Page extract>
A UN judge on Wednesday ruled that Rwandan genocide suspect Félicien Kabuga, who has been in a French jail since May, should be sent to a detention unit in The Hague ahead of his trial.
“I hereby amend the arrest warrant and order of transfer,” Judge Iain Bonomy said from Arusha, Tanzania. “I consider that there are exceptional circumstances and that it would be in the interests of justice [to send Kabuga to The Hague].”
The decision means that Kabuga, 84, is likely spend at least several months in The Hague and be brought before an international judge there for an initial appearance in his war crimes case, rather than in Tanzania as originally planned.
UN prosecutors accuse the former tea and coffee tycoon of bankrolling and importing huge numbers of machetes for ethnic Hutu militias who killed hundreds of thousands of Tutsis and moderate Hutus in Rwanda during a 100-day period in 1994.

Task description> Resume the news report on Félicien Kabuga's transfer to The Hague, starting right after its last sentence.

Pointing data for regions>

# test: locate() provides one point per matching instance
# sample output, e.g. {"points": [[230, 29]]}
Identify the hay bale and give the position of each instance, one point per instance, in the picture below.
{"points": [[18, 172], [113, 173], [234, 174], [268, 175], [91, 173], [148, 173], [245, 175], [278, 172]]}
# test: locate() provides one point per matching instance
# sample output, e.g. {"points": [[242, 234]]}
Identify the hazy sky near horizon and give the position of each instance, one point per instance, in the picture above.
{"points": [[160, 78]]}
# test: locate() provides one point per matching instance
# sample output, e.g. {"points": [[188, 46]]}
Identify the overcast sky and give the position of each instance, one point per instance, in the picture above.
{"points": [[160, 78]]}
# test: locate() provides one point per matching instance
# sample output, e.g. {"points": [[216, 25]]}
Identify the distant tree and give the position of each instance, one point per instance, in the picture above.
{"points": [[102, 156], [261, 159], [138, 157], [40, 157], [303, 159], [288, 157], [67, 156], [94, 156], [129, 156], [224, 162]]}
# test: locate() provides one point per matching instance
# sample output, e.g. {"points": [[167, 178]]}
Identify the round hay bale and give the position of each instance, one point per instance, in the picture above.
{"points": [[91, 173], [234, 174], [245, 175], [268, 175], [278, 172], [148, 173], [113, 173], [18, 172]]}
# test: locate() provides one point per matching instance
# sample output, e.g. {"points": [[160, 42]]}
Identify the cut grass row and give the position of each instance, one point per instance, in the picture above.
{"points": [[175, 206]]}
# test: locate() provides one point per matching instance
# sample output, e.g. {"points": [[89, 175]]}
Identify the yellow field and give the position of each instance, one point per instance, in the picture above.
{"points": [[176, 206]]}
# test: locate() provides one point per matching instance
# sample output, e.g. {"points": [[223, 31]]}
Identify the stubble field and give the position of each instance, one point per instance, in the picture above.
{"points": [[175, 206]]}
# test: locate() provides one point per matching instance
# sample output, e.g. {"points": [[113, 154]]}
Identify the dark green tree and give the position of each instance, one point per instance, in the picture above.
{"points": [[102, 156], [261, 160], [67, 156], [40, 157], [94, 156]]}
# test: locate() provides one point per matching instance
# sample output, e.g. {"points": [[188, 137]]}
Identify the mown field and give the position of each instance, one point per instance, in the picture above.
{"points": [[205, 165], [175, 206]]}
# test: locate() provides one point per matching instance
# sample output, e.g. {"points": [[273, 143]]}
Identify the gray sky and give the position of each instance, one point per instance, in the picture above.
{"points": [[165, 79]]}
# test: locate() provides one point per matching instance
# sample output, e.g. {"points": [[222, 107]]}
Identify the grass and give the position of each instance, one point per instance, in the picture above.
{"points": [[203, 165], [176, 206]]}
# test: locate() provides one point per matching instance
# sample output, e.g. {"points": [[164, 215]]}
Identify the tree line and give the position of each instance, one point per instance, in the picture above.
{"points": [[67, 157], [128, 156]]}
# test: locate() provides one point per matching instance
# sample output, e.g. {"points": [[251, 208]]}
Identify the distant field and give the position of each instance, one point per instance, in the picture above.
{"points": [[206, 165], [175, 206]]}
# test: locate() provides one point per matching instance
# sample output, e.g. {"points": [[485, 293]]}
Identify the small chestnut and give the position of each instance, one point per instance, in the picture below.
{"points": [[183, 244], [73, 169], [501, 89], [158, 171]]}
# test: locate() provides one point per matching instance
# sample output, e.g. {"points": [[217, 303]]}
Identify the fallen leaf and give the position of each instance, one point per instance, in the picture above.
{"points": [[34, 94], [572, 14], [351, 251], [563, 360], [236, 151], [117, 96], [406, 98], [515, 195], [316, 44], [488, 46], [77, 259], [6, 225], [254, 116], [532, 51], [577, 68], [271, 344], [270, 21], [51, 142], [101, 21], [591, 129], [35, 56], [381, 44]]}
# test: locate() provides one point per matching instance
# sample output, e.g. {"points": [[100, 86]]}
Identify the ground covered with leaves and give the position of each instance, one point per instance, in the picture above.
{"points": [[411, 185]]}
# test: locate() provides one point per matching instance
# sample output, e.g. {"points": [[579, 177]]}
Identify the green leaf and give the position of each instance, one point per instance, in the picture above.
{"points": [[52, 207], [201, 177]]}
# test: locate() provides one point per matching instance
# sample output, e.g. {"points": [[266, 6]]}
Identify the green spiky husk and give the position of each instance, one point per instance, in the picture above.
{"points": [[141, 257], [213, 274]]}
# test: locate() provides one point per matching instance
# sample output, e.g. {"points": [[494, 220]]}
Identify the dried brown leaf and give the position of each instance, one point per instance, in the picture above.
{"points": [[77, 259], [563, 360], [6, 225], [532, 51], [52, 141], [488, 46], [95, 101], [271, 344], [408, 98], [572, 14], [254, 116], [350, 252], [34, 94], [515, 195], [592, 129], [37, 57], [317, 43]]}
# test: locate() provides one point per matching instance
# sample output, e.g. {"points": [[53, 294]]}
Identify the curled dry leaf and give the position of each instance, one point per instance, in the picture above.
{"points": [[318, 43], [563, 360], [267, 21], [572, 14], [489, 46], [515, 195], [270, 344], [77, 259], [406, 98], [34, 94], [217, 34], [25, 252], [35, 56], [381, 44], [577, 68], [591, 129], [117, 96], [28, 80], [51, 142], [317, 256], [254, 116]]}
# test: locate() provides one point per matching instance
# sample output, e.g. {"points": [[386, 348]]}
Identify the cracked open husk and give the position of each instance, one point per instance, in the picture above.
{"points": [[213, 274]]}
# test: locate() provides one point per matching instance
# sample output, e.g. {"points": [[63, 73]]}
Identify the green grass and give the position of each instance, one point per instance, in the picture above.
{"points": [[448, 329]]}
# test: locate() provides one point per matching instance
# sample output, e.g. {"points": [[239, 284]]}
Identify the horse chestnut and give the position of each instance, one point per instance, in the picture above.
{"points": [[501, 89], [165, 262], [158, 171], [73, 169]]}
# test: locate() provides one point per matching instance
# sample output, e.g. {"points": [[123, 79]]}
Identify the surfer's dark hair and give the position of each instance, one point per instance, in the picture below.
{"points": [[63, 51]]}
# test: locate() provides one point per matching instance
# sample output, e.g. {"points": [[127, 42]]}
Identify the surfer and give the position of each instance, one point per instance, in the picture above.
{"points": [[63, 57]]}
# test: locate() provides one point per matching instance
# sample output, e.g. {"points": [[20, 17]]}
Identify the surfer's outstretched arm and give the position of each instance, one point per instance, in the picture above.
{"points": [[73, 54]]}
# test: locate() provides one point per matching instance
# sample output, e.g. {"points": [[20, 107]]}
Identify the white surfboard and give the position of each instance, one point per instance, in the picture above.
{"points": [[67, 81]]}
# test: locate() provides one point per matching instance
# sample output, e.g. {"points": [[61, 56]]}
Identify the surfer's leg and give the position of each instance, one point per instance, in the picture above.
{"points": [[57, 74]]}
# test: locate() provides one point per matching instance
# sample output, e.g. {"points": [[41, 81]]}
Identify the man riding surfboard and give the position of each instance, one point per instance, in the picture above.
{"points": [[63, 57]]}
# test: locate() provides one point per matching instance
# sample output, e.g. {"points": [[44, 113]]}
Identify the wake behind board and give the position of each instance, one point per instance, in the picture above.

Task output>
Kabuga was arrested by French police outside of Paris in mid-May, after about 25 years on the run.
Once one of the world’s most-wanted fugitives, his wealth and connections helped him to avoid capture as he moved from Rwanda to Switzerland. He was then deported to the Democratic Republic of Congo, known then as Zaire, and later moved on to Kenya.
Kabuga, who has yet to appear before the UN court, dismissed accusations against him as “lies” during French extradition hearings.
It had been uncertain where exactly Kabuga would be sent after France’s top civil court ruled on September 30 that he could be turned over to UN custody in Arusha.
Former UN tribunals for war crimes in Rwanda and Yugoslavia have been rolled over into a successor court that has dual offices in The Hague, and Arusha.
Bonomy’s order said the court has yet to receive Kabuga’s medical files, and that the relatively short distance between Paris and The Hague meant Kabuga’s transfer there would pose “far less risk”.
He said the date of Kabuga’s initial appearance was not certain due in part for a need for him to be quarantined for 10 days after arrival.